[start RECORDS TO USE]

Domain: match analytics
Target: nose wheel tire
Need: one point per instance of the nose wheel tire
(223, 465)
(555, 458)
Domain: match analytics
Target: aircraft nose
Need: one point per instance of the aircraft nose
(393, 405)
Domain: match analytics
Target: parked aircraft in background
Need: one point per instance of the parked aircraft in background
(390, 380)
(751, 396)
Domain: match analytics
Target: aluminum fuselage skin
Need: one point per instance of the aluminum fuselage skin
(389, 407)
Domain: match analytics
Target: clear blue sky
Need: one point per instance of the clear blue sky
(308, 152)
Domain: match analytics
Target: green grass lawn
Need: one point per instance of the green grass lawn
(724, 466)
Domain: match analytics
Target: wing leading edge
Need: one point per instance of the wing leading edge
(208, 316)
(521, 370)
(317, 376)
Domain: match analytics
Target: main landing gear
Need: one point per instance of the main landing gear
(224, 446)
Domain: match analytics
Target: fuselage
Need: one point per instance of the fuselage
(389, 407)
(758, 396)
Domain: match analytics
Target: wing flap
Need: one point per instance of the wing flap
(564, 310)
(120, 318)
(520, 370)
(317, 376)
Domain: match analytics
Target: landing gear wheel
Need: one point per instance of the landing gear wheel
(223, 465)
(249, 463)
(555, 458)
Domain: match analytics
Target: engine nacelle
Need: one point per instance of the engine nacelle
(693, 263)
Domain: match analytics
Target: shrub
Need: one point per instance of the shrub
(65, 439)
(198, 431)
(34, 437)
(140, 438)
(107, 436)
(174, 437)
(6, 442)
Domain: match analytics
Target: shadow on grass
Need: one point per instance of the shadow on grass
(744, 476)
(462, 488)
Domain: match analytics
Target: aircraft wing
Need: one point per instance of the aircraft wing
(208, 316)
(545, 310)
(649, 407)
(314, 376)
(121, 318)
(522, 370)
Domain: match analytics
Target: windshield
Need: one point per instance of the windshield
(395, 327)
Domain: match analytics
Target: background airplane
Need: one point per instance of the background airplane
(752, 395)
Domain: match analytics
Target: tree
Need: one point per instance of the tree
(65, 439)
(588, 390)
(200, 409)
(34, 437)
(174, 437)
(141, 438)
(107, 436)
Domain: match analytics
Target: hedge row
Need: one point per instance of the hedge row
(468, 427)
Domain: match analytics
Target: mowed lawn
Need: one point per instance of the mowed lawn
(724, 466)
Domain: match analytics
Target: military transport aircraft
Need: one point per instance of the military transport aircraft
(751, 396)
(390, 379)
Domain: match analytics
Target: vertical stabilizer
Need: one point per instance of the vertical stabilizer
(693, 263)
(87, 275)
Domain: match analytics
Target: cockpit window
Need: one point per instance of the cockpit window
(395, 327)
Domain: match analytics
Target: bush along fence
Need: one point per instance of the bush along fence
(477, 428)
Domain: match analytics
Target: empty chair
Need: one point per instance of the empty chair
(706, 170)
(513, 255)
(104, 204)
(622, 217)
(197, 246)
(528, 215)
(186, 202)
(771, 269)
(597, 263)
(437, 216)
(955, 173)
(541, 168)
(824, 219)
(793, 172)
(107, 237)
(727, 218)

[end RECORDS TO USE]

* **EXERCISE DESCRIPTION**:
Every entry must be retyped in full, exactly as given.

* **TASK OUTPUT**:
Domain: match analytics
Target: nose wheel tire
Need: one point per instance of the nose wheel tire
(223, 465)
(555, 458)
Domain: match analytics
Target: aircraft nose
Need: one point per instance of the aircraft nose
(393, 405)
Domain: match analytics
Target: parked aircraft in background
Need: one point per instance of the parked aircraft in background
(390, 380)
(751, 396)
Domain: match analytics
Target: aluminum fuselage skin
Need: one point per instance of the aluminum fuselage skin
(389, 407)
Domain: match analytics
Target: clear blue sky
Need: one point per instance of the clear blue sky
(308, 152)
Domain: match analytics
Target: green grass lawn
Need: one point per instance of the green grass lawn
(724, 466)
Domain: match analytics
Target: wing leading edge
Need: one point per instance of the wing leading edge
(208, 316)
(521, 370)
(317, 376)
Domain: match analytics
Target: main landing gear
Need: one point per instance of the main landing gear
(224, 446)
Domain: match analytics
Target: fuselage
Need: one point per instance of the fuselage
(389, 407)
(758, 396)
Domain: match analytics
Target: wing flap
Need: one point per instance of the wing flap
(564, 310)
(120, 318)
(520, 370)
(317, 376)
Domain: match analytics
Target: landing gear wheel
Need: one point per instance of the landing gear wheel
(223, 465)
(249, 463)
(555, 458)
Domain: match analytics
Target: engine nacelle
Need: one point per instance of the engine nacelle
(693, 263)
Domain: match analytics
Target: shrub
Need: one point per instance of the shrub
(65, 439)
(198, 431)
(34, 437)
(140, 438)
(107, 436)
(174, 437)
(6, 442)
Domain: match analytics
Target: shadow on grass
Need: one point per instance of the shadow on grass
(744, 476)
(462, 488)
Domain: match analytics
Target: aircraft wing
Need: one point per instance of the aircraft wing
(208, 316)
(545, 310)
(649, 407)
(314, 376)
(121, 318)
(522, 370)
Domain: match analytics
Target: windshield
Need: one point per instance of the windshield
(395, 327)
Domain: match analytics
Target: background airplane
Need: one point per instance of the background airplane
(752, 395)
Domain: match analytics
Target: tree
Need: one point per instance of the tree
(65, 439)
(588, 390)
(200, 409)
(34, 437)
(174, 437)
(141, 438)
(107, 436)
Domain: match analytics
Target: hedge row
Need: one point per instance of the hedge row
(468, 427)
Domain: match analytics
Target: mowed lawn
Need: one point per instance of the mowed lawn
(724, 466)
Domain: match analytics
Target: military transport aircraft
Need: one point per instance of the military transport aircraft
(751, 396)
(390, 379)
Domain: match analytics
Target: vertical stabilizer
Need: one point per instance of the vertical stabilizer
(693, 263)
(87, 275)
Domain: match analytics
Target: cockpit window
Need: one point per instance of the cockpit window
(395, 327)
Domain: match analytics
Target: bush along fence
Need: one point per instance of the bush along fence
(477, 428)
Domain: match analytics
Target: empty chair
Need: one point per instance of the empty chair
(706, 170)
(513, 255)
(104, 204)
(622, 217)
(197, 246)
(528, 215)
(186, 202)
(771, 269)
(597, 263)
(437, 216)
(955, 173)
(541, 168)
(824, 219)
(793, 172)
(107, 237)
(727, 218)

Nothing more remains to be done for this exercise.